[Dataset records on object locations]
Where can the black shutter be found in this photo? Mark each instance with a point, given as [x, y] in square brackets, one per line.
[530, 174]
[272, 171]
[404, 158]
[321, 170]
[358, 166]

**SHORT EXERCISE**
Duplicate the lines above verbatim.

**COMPLETE OUTPUT**
Where can the black shutter be found in this photo? Mark each instance with a point, given as [x, y] in square brackets, one per line.
[530, 174]
[272, 171]
[404, 158]
[321, 170]
[358, 166]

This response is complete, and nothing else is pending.